(RECORDS SUPPLIED)

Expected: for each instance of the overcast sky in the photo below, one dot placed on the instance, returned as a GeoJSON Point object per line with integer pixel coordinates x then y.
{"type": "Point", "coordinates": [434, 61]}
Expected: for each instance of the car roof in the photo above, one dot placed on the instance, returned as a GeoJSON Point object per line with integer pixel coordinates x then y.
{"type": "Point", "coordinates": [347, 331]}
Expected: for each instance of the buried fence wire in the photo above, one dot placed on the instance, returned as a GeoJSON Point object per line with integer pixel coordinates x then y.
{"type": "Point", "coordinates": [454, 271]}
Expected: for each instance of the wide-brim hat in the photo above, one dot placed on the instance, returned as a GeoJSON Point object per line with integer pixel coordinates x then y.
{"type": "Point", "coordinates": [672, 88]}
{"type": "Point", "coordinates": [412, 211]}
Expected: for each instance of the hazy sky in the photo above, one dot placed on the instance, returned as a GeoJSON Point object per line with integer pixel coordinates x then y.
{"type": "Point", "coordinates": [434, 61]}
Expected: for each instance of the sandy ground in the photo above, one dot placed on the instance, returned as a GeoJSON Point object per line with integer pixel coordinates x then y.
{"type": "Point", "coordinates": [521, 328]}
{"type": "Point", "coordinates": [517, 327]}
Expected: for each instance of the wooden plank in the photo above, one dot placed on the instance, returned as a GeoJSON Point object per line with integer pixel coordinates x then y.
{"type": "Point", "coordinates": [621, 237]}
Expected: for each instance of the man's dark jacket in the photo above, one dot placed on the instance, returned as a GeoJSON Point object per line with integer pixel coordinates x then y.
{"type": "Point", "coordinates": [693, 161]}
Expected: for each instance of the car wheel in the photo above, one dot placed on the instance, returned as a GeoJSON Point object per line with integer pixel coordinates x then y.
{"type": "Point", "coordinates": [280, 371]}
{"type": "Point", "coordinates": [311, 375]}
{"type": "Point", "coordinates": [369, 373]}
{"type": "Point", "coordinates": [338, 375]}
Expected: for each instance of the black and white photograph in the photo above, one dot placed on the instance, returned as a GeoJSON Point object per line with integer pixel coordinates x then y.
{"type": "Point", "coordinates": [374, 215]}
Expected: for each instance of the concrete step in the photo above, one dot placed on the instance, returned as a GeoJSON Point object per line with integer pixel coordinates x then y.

(End RECORDS SUPPLIED)

* PROBLEM TO WORK ON *
Write the data out again. Match it exactly.

* RESULT OF THE TASK *
Expected: for each instance of the overcast sky in the photo below, one dot placed on the instance, returned as a GeoJSON Point object per line with integer pixel coordinates x then y.
{"type": "Point", "coordinates": [434, 61]}
Expected: for each instance of the car roof in the photo above, one dot placed on the instance, returned as a GeoJSON Point object per line with integer pixel coordinates x then y.
{"type": "Point", "coordinates": [347, 331]}
Expected: for each instance of the buried fence wire in the photo above, one dot placed on the instance, returned as a GeoJSON Point object per line with integer pixel coordinates x then y.
{"type": "Point", "coordinates": [454, 271]}
Expected: for each instance of the wide-brim hat in the photo above, one dot placed on the instance, returned as a GeoJSON Point object per line with integer pixel coordinates x then y.
{"type": "Point", "coordinates": [672, 88]}
{"type": "Point", "coordinates": [412, 211]}
Expected: for each instance of the hazy sky in the photo above, one dot placed on the instance, returned as a GeoJSON Point object per line with integer pixel coordinates x then y.
{"type": "Point", "coordinates": [434, 61]}
Expected: for each instance of the sandy ground in the photo above, one dot placed on the instance, returned as a GeoJSON Point object per line with integer pixel coordinates x then y.
{"type": "Point", "coordinates": [521, 328]}
{"type": "Point", "coordinates": [517, 327]}
Expected: for each instance of the wooden plank in the photo above, one dot placed on the instance, returned as a GeoJSON Point object per line with integer pixel coordinates x then y.
{"type": "Point", "coordinates": [621, 237]}
Expected: for each instance of the man's dark jacket in the photo above, one dot placed on the instance, returned as a GeoJSON Point object per line with integer pixel coordinates x then y.
{"type": "Point", "coordinates": [693, 161]}
Expected: for each instance of the car wheel in the photo above, one dot placed on the instance, returned as a GeoJSON Point object per line with integer pixel coordinates x then y.
{"type": "Point", "coordinates": [280, 371]}
{"type": "Point", "coordinates": [311, 375]}
{"type": "Point", "coordinates": [369, 373]}
{"type": "Point", "coordinates": [338, 375]}
Expected: for each instance of the black and white photograph in the photo above, one dot placed on the instance, returned as a GeoJSON Point object per line with integer pixel coordinates x then y.
{"type": "Point", "coordinates": [374, 215]}
Expected: for each instance of the concrete step in the photo above, one dot placed on the instance, returned as a GeoJSON Point object per line with integer pixel coordinates x then y.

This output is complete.